→ **DO THIS**
Put every line of the items below into a Markdown table, skipping blank lines. Use two columns: "Number" for the row number and "Line" for the line itself.

→ **DATASET**

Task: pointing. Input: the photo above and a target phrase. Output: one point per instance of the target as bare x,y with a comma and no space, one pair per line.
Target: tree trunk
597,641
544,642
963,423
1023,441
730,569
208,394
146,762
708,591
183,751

→ **SOLUTION FOR THIS PROBLEM**
| Number | Line |
|---|---|
| 1 | Task: pointing. Input: the photo above and a target phrase. Output: one point per instance of the target as bare x,y with a comma and no space, one pair per line. |
| 2 | Target: tree trunk |
| 3 | 597,641 |
| 4 | 544,642 |
| 5 | 963,423 |
| 6 | 1023,441 |
| 7 | 730,569 |
| 8 | 208,394 |
| 9 | 146,762 |
| 10 | 708,591 |
| 11 | 183,751 |